▶ **Exercise aim**: Start to finish, reproduce the records below with nothing missing.

▶ **Exercise material**:
* * * *
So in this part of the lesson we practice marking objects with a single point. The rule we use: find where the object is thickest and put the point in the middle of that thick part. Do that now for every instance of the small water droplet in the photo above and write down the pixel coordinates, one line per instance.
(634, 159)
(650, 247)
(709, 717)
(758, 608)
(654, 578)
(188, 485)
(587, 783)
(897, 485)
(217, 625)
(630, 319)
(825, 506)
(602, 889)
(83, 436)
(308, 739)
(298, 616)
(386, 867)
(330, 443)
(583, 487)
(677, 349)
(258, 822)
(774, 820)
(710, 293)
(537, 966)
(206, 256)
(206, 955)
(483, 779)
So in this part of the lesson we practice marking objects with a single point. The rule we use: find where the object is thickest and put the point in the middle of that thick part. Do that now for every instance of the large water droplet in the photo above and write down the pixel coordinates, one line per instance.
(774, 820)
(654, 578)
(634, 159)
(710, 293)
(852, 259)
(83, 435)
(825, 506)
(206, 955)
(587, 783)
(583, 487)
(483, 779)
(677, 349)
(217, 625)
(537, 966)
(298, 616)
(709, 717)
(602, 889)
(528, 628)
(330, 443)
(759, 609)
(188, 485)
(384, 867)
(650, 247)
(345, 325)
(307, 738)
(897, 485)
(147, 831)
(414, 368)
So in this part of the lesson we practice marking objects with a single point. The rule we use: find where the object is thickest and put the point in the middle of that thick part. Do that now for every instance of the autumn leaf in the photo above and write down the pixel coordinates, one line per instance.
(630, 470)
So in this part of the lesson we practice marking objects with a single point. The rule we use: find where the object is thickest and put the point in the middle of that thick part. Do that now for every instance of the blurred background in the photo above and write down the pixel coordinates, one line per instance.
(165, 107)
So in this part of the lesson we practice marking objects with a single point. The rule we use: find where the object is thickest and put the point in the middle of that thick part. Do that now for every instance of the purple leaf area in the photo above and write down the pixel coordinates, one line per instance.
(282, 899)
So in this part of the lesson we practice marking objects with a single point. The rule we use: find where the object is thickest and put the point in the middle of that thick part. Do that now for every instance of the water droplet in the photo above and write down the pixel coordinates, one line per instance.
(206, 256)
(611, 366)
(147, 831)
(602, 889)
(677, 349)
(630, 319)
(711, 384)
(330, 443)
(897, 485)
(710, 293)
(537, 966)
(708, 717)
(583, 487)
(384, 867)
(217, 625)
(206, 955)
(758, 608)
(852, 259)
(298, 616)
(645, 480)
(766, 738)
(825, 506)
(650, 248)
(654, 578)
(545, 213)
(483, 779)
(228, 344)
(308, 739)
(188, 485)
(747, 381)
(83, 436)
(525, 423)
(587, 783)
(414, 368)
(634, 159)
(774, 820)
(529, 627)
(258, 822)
* * * *
▶ **Answer for this exercise**:
So in this part of the lesson we practice marking objects with a single point. The rule we use: find where the object is thickest and put the point in the middle of that thick part. Do that now for every instance of the small water droplet in the photo above and write down the pixel coordinates, one line per instance.
(634, 159)
(650, 247)
(709, 717)
(758, 608)
(654, 578)
(188, 485)
(587, 783)
(897, 485)
(217, 625)
(630, 319)
(825, 506)
(602, 889)
(83, 436)
(308, 739)
(298, 616)
(386, 867)
(330, 443)
(583, 487)
(677, 349)
(258, 822)
(774, 820)
(710, 293)
(537, 966)
(206, 256)
(206, 955)
(483, 779)
So in this part of the lesson we practice marking objects with a single point. The rule we use: find where the object is thickest and put the point in the middle of that thick part. Do that now for every instance of the large water droplet in the photo above and write down the pixel coordinates, one line per instance.
(774, 820)
(654, 578)
(634, 159)
(710, 293)
(852, 259)
(83, 435)
(825, 506)
(206, 955)
(587, 783)
(583, 487)
(483, 779)
(677, 349)
(217, 625)
(537, 966)
(298, 616)
(709, 717)
(602, 889)
(528, 628)
(330, 443)
(759, 609)
(188, 485)
(384, 867)
(650, 247)
(345, 325)
(307, 738)
(897, 485)
(147, 831)
(414, 368)
So in this part of the lesson we practice marking objects with a single point. The rule we use: find where the object is thickest and put the point in the middle of that thick part. Do that now for every instance of the autumn leaf in the photo above and write down the pixel coordinates, one line per instance.
(630, 470)
So in this part of the lesson we practice marking objects with a single point. The rule we use: find where the object is thickest and put the point in the middle of that thick part. Do that now for every instance of the blurred background in the photo above and write down the pixel coordinates, one line per instance.
(165, 107)
So in this part of the lesson we practice marking objects with a single point. The rule we use: find where the object is thickest and put the point in the middle of that thick part. Do that now for every instance of the purple leaf area in the photo above and write down the pixel coordinates, one line per instance.
(282, 899)
So in this part of the lesson we practice marking objects with a single point. The rule we use: find where the object is thickest and put the point in the middle of that thick part. Do that now for every instance of the water droplet in the photo above and write down the pixel coordinates, one line per instance.
(206, 256)
(611, 366)
(147, 831)
(602, 889)
(677, 349)
(630, 319)
(711, 384)
(330, 443)
(897, 485)
(710, 293)
(537, 966)
(708, 717)
(583, 487)
(384, 867)
(217, 625)
(206, 955)
(758, 608)
(852, 259)
(298, 616)
(645, 480)
(766, 738)
(825, 506)
(650, 248)
(654, 578)
(545, 213)
(483, 779)
(228, 344)
(308, 739)
(188, 485)
(747, 381)
(83, 436)
(525, 423)
(587, 783)
(414, 368)
(634, 159)
(774, 820)
(529, 627)
(258, 822)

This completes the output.